> [INFORMATION GIVEN]

□ □ □ □ □

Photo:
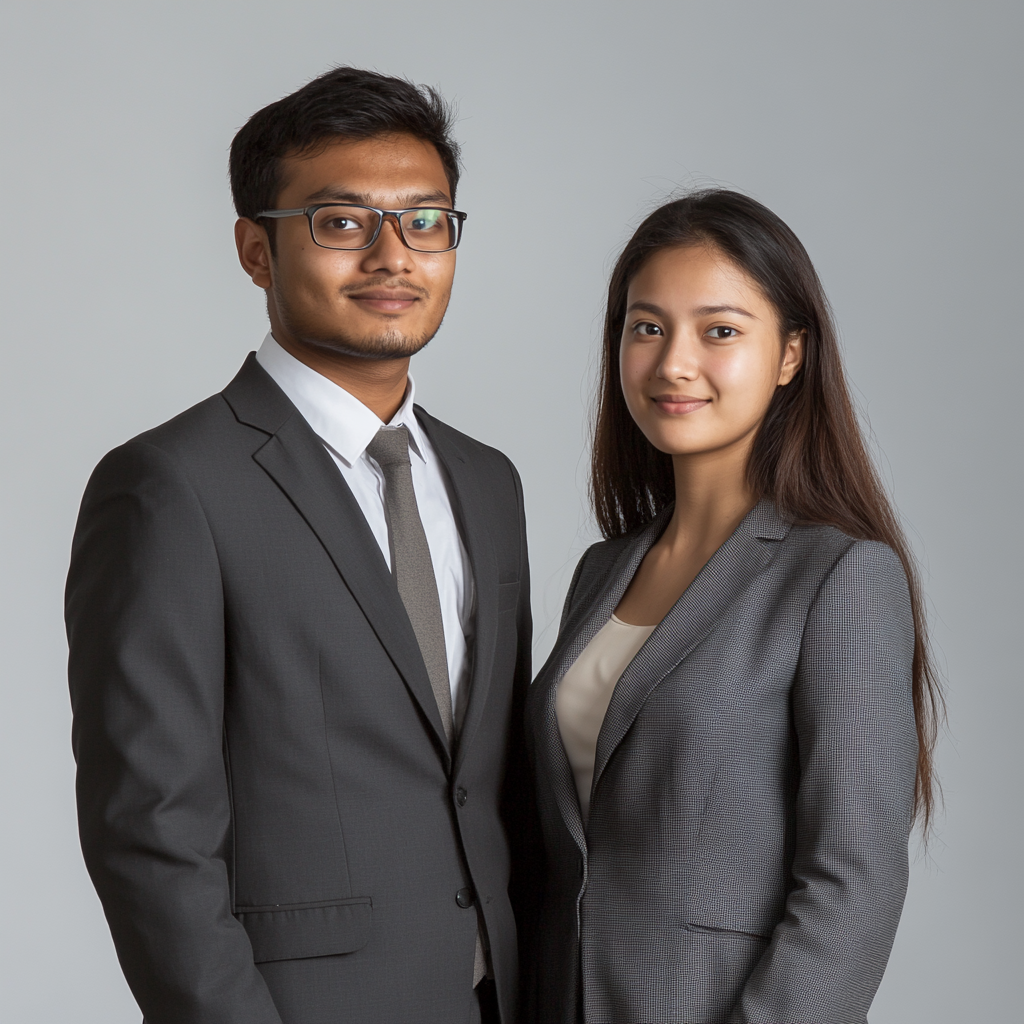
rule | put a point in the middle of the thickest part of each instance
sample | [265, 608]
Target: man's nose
[388, 253]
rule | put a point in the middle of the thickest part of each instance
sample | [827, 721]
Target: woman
[733, 732]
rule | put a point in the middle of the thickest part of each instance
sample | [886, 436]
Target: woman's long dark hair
[809, 456]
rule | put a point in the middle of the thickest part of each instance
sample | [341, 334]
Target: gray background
[887, 134]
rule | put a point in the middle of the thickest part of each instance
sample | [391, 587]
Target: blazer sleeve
[853, 716]
[144, 615]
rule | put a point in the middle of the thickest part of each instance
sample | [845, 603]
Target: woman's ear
[793, 357]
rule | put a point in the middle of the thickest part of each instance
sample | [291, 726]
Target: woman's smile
[678, 404]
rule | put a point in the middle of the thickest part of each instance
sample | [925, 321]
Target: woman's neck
[713, 495]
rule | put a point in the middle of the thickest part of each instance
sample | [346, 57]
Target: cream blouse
[585, 692]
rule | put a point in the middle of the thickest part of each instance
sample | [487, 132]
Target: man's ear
[254, 251]
[793, 356]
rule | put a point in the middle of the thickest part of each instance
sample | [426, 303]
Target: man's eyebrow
[333, 194]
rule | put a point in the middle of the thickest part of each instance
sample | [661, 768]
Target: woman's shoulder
[843, 561]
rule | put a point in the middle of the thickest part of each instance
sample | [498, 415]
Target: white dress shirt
[346, 427]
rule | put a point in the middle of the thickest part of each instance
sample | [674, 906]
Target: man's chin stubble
[390, 345]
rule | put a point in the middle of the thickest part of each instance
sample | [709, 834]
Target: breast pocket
[300, 930]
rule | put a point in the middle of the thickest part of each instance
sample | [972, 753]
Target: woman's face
[701, 353]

□ □ □ □ □

> [EXERCISE BRIEF] Could you transcribe the entries above word for word, from the line with "sample | [827, 721]" down to the line with "sample | [972, 753]", keeping both?

> [RESPONSE]
sample | [827, 721]
Target: woman
[733, 732]
rule | put a point in the middle of the thickest part of each instance
sample | [886, 436]
Target: woman's long dark hair
[809, 456]
rule | put a point in the middle of the thickest part of each instance
sample | [341, 334]
Target: gray background
[887, 134]
rule | put a point in the middle of the thickest part of each instance
sample | [391, 587]
Target: blazer sleeve
[853, 716]
[144, 615]
rule | put a point in the middle of the thickest part of each instance
sample | [845, 603]
Target: woman's ear
[793, 357]
rule | put a point in the middle of the thickest part of each instance
sample | [291, 726]
Target: woman's smile
[678, 404]
rule | put a point in the middle of the thickest part of each instance
sample | [925, 321]
Target: woman's neck
[713, 495]
rule | put a point in the middle of the thickest part of each instance
sample | [346, 57]
Target: cream blouse
[585, 692]
rule | put a point in the middle of the thickest part of each instance
sample | [487, 132]
Target: man's ear
[254, 251]
[793, 356]
rule | put a point in the middle of the thickest part of each instance
sample | [426, 303]
Target: man's eyebrow
[333, 194]
rule | put a point in the middle of the thickest part of each instance
sample | [661, 768]
Target: woman's shoulder
[843, 561]
rule | put a point in the middle of the thickest part of each instance
sample | [498, 415]
Target: white dress shirt
[346, 427]
rule | put a point in the middle of the thickest part of each instance
sample | [674, 906]
Target: man's chin stubble
[390, 345]
rule | put a point in the middle of the thickest part of each instance
sample | [709, 834]
Target: breast pocket
[300, 930]
rule | put a point in the middle of the thickest part of each instance
sample | [972, 753]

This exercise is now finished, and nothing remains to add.